» PAGE EXCERPT:
================================
Well, clearly. If you define a male characteristic as something that's more common in men than in women and vice-versa, then e.g. being tall would be a "male characteristic".

Height isn't a binary thing with men being exactly Xcm tall and women exactly Ycm, so there's people who have more of said male characteristic and people who have less. And you also have women who have more of this characteristic and some men (e.g. there are some women that are taller than some men).

The same can be done for every characteristic that's associated with a gender. Genitals are on a spectrum (large clitoris vs micropenis), fat distribution is on a spectrum (e.g. there are men with breasts and women without), body hair is on a spectrum, hormone distribution is on a spectrum and so on and so on.

If you take a lot of characteristics at once it becomes clear in most cases whether the person you are dealing with is a man or a woman (though there are some where that's more difficult or impossible), but if you take just a single characteristic (e.g. height) it's impossible to say whether the person you are dealing with is definitively a man or a woman.

[–] ExLisper@lemmy.curiana.net 0 points 1 day ago (1 children)

It means that traditionally understood cis male can still have some female characteristics (no facial hair, higher pitched voice, bad at driving) but some males will have none.

[–] dandelion@lemmy.blahaj.zone 0 points 1 day ago (7 children)

the peaks do not designate "cis", you can be cis and fall anywhere on the chart - being cis is about the sex you were arbitrarily assigned at birth.

And when doctors change assignments, it's really unclear whether you're cis or not if you transition - e.g. a baby assigned female at birth who is then weeks later assigned male at birth later transitions to be a girl, she was originally assigned female at birth - is she trans or cis?
================================
» SUPPLIED RECORDS:
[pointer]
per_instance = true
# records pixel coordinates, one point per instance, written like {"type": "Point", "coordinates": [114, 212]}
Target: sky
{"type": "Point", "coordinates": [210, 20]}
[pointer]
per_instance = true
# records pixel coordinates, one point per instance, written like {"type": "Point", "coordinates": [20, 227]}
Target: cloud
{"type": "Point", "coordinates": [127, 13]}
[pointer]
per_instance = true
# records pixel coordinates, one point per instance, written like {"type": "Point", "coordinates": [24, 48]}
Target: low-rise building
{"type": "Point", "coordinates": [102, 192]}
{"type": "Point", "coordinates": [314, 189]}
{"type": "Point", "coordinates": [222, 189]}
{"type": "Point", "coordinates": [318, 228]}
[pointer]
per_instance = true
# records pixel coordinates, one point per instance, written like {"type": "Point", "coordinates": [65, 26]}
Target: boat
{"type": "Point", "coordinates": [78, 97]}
================================
» ACTIVITY: In the forum thread above, condense the paragraph beginning "The same can be done for every characteristic" into a short bulleted list, keeping its main facts.

» OUTPUT:
Every gender-associated characteristic lies on a spectrum, including:
- Genitals (large clitoris vs. micropenis)
- Fat distribution (some men have breasts and some women don't)
- Body hair
- Hormone distribution